▶ WORK TASK: Read the entries that follow and give each one again precisely.

====== INFORMATION SHOWN ======

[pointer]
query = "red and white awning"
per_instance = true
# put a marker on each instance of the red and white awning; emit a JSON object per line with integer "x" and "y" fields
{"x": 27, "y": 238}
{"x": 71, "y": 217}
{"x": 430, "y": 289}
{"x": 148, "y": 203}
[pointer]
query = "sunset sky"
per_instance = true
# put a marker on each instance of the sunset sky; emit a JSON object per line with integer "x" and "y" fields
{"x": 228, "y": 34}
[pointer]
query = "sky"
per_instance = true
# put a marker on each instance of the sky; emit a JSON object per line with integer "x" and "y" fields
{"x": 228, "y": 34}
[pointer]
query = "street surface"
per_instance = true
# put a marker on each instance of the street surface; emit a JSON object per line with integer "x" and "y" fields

======

▶ RESPONSE FOR THIS EXERCISE:
[pointer]
query = "red and white awning"
per_instance = true
# put a marker on each instance of the red and white awning; emit a JSON object per line with integer "x" and "y" fields
{"x": 27, "y": 238}
{"x": 71, "y": 217}
{"x": 430, "y": 289}
{"x": 148, "y": 203}
[pointer]
query = "sunset sky"
per_instance = true
# put a marker on each instance of the sunset sky; emit a JSON object per line with integer "x" and "y" fields
{"x": 228, "y": 34}
[pointer]
query = "sky"
per_instance = true
# put a marker on each instance of the sky; emit a JSON object per line with integer "x" and "y" fields
{"x": 228, "y": 34}
[pointer]
query = "street surface"
per_instance = true
# put a marker on each instance of the street surface; emit a JSON object per line with integer "x" and "y" fields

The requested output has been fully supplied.